Not only that, but the U.S. has, per its usual legalese, added two addendums to its adoption of the protocol, a corollary of the NPT’s exemption for NWS members, called by the U.S. a National Security Exemption (NSE). It lets the U.S. permit access to sites, activities, information, and additional locations, at its own discretion. A second addition limits the use of environmental sampling and the number of inspectors who can access a site.
Before Congress ratified it, the additional protocol was tagged with a letter from the Senate Foreign Relations Committee (SFRC) that stipulated, among other notes, that the NSE would be used regularly and repeatedly. It also, in an almost comical provision, insisted that the President ensure security and counterintelligence training will have been completed for any sites it plans to declare to the IAEA. Hirsch, in his excellent reading, questions whether these extra conditions amount to “reservations” that would indicate that the U.S. was not accepting the same provisos as NNWS members.
Compare that with the incredible access required under the additional and comprehensive protocols. Imagine America being asked, as one Iranian government official complained, for concessions that included “permissions for reconnaissance flights over our country and that their inspectors can enter anywhere, even the presidential palace.” (Note that an ‘undeclared’ American drone has already crashed in Iran.)
To date, some 72 members of the NPT have yet to adopt the additional protocols.
- Never forget the big picture…
Finally, one must always remember the big picture. If you lose faith, and ask yourself why you are behaving like a boorish tyrant, just recall the treasures that lay just over the horizon. Keep your eyes on the prize; it’s the geopolitical game that matters.

Data excerpts
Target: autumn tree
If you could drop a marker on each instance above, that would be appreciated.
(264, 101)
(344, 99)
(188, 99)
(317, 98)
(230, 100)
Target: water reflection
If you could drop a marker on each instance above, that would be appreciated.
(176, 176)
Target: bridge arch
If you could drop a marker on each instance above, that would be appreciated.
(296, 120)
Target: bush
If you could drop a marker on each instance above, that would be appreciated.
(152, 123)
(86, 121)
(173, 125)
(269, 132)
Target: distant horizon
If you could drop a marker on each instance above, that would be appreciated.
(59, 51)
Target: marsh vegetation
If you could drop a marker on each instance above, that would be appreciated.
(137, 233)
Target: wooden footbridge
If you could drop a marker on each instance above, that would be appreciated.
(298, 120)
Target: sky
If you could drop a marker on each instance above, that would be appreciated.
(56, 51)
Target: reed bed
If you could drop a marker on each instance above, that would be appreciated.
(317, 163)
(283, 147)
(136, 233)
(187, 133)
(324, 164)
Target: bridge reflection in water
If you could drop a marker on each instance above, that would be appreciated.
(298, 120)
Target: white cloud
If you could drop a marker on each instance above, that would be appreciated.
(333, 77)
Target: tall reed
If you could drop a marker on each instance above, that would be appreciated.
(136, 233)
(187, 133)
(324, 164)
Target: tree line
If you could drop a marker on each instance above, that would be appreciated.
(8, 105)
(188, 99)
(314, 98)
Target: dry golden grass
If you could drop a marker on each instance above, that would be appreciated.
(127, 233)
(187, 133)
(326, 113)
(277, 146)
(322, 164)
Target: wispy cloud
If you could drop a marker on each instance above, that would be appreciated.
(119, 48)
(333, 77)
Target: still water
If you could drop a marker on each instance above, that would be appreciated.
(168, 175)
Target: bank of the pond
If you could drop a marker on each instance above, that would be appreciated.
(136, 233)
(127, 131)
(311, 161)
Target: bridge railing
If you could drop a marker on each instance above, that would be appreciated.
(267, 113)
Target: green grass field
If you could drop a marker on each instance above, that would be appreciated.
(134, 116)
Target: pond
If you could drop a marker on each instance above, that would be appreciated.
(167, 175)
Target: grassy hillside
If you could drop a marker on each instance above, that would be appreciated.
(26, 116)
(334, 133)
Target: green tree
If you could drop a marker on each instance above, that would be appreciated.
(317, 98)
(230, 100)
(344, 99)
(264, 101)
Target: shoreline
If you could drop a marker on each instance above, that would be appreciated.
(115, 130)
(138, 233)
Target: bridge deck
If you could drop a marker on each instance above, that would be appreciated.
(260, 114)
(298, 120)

**Task item A:**
For each statement below, answer yes or no according to the passage on the additional protocol, and quote the words that decide it. (i) The National Security Exemption lets the U.S. permit access to sites at its own discretion. (ii) All members of the NPT have adopted the additional protocols. (iii) The letter from the Senate Foreign Relations Committee stipulated that the NSE would be used only rarely.
**Task item B:**
Reproduce the portion of the passage on the additional protocol starting at "Compare that with" and ending at "crashed in Iran.)".
The data excerpts are separate material and have no connection to the passage on the additional protocol.

**Reply A:**
(i) Yes: "It lets the U.S. permit access to sites, activities, information, and additional locations, at its own discretion."
(ii) No: "To date, some 72 members of the NPT have yet to adopt the additional protocols."
(iii) No: "stipulated, among other notes, that the NSE would be used regularly and repeatedly."

**Reply B:**
Compare that with the incredible access required under the additional and comprehensive protocols. Imagine America being asked, as one Iranian government official complained, for concessions that included “permissions for reconnaissance flights over our country and that their inspectors can enter anywhere, even the presidential palace.” (Note that an ‘undeclared’ American drone has already crashed in Iran.)